Dataset rows on where objects appear
:::::

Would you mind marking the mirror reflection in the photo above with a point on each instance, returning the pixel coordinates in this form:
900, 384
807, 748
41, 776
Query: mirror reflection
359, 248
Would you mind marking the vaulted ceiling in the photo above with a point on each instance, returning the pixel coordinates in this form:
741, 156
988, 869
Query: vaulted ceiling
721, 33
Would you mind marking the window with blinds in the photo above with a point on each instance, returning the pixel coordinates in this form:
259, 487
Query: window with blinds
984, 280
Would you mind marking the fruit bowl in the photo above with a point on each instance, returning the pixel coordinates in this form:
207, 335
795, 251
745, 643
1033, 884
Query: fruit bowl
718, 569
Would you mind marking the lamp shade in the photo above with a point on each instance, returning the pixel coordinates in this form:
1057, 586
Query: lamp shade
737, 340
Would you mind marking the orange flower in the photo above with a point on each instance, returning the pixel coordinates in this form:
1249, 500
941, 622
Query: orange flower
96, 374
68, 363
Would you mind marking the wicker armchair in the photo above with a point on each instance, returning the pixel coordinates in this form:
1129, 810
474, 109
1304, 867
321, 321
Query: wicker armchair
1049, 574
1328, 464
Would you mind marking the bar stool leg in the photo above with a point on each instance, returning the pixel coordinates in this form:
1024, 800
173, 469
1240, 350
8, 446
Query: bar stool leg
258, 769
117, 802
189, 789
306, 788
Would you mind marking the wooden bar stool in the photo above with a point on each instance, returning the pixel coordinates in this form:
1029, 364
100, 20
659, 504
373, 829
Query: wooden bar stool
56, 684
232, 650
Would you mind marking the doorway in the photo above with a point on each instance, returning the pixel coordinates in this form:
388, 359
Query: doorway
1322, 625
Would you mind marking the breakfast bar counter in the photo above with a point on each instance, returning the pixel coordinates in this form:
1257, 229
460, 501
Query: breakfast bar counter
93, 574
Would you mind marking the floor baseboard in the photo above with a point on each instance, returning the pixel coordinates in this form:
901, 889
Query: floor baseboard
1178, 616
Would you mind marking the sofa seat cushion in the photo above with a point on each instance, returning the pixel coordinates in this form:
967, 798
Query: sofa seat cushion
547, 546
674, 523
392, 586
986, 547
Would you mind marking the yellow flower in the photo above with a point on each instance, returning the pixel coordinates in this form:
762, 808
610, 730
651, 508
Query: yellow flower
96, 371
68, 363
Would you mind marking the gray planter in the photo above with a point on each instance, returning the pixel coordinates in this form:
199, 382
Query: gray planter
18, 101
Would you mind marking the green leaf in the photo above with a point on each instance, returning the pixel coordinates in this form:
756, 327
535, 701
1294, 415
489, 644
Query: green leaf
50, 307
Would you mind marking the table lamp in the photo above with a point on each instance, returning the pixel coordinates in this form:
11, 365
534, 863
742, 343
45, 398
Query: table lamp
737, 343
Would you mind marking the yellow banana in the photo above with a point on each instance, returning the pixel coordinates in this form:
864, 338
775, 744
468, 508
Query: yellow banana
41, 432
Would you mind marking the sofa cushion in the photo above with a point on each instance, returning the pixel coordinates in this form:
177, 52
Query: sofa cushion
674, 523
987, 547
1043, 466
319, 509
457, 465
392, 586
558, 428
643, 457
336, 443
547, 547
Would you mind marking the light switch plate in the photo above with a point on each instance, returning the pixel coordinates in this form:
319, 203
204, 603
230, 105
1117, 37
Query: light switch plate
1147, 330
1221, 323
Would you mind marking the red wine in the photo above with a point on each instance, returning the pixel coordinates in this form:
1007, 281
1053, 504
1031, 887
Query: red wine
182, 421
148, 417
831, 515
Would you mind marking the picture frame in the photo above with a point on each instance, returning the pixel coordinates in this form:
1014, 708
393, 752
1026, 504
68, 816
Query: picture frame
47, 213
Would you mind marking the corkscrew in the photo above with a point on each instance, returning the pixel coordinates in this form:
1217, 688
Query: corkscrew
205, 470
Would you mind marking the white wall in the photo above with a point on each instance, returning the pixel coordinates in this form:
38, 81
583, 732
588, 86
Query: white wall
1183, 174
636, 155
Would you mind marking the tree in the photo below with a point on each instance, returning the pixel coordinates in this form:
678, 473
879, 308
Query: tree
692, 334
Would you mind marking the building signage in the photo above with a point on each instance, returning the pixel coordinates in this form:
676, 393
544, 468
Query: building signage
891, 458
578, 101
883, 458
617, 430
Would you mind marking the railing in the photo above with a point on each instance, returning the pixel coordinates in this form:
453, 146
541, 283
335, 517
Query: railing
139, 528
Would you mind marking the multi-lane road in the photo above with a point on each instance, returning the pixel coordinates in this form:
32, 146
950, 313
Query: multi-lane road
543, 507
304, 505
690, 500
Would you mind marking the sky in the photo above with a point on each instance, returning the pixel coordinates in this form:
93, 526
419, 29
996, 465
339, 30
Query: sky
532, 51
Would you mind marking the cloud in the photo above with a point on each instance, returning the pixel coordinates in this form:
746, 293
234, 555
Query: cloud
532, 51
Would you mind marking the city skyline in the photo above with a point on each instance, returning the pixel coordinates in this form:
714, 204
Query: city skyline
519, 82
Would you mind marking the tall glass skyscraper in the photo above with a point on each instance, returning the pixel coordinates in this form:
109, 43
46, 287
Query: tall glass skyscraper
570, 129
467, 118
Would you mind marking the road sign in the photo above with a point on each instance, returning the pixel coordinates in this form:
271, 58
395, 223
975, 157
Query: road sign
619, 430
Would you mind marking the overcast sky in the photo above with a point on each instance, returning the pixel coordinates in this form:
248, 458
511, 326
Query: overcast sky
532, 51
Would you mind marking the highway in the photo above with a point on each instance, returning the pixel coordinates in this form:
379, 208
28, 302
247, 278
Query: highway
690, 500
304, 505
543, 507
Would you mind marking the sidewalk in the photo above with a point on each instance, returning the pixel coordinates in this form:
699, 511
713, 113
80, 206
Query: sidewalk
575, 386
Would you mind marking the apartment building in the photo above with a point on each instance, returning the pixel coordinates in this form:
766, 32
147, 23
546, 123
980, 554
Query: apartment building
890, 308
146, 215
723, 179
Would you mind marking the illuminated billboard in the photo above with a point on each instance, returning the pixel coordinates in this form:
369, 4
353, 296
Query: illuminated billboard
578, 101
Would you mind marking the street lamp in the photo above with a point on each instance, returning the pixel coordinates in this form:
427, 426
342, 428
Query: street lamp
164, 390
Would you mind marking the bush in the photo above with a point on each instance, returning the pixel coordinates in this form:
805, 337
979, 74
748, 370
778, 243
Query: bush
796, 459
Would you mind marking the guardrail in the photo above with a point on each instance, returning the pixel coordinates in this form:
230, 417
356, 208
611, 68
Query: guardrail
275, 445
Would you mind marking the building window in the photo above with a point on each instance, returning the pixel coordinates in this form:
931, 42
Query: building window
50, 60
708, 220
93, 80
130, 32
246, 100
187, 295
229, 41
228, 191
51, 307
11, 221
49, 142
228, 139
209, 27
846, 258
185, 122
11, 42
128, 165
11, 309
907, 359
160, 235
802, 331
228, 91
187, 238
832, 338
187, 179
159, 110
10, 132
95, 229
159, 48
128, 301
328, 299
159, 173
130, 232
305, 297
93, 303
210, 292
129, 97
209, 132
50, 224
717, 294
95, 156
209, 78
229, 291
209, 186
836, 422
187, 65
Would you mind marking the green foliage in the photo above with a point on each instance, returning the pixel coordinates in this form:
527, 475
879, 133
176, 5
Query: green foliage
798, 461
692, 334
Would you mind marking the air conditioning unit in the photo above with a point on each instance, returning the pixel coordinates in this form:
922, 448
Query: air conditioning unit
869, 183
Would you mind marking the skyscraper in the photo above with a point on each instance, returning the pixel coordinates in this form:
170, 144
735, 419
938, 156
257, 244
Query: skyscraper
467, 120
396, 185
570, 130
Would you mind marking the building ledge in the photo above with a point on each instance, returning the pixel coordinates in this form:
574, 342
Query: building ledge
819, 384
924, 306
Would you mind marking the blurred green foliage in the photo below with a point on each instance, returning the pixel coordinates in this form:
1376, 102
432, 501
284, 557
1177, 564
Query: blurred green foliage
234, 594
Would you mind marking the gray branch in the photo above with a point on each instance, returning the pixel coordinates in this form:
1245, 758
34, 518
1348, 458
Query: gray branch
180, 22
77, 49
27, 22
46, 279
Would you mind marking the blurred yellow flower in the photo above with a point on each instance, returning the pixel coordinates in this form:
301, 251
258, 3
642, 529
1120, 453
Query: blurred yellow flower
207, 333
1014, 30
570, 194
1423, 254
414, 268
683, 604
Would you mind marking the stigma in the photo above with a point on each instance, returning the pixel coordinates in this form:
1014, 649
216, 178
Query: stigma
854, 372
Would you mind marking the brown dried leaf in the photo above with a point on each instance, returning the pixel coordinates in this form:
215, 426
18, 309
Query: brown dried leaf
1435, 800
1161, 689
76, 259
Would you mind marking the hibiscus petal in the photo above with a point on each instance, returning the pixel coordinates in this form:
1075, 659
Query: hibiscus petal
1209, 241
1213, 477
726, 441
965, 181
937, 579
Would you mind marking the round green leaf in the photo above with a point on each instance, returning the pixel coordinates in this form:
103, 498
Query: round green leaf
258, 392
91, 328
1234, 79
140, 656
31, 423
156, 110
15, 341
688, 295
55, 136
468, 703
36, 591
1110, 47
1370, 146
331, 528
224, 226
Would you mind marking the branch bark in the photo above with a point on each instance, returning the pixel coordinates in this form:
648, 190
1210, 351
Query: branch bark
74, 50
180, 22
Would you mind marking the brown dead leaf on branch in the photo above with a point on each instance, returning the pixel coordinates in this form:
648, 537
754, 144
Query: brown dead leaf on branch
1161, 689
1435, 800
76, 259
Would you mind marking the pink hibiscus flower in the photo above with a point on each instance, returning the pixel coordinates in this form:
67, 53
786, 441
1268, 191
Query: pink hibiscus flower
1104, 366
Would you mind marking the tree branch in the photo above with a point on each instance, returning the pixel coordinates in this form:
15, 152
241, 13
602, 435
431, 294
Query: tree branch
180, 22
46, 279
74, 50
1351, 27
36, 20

:::::

Output exactly the lines above, from the one holding "Would you mind marking the round" through the end of the data, including the first and last.

> [The solution]:
Would you mind marking the round green leaf in the photo above with a point on each instance, returning the pixel coordinates in this form:
103, 498
Query: round green leaf
258, 392
91, 328
1234, 79
140, 656
31, 423
156, 110
15, 341
688, 295
55, 136
468, 703
36, 591
1110, 47
1370, 146
331, 528
224, 226
Would you mind marking the branch bark in the photo above with a point on each instance, returning the pixel coordinates in this form:
648, 190
1210, 351
Query: branch bark
74, 50
180, 22
Would you mind marking the brown dead leaf on branch in the photo above with a point on each instance, returning the pixel coordinates in this form:
648, 537
754, 144
Query: brown dead leaf on branch
1161, 689
1435, 800
76, 259
Would you mind marking the pink hibiscus flower in the photo above with a point on each instance, returning the pixel coordinates in this form:
67, 53
786, 441
1268, 191
Query: pink hibiscus flower
1104, 366
Would you mind marking the tree branch in the photo above with a point on each instance, returning the pixel coordinates in this form:
15, 152
241, 13
602, 435
431, 294
Query: tree branch
180, 22
46, 279
74, 50
1351, 27
36, 20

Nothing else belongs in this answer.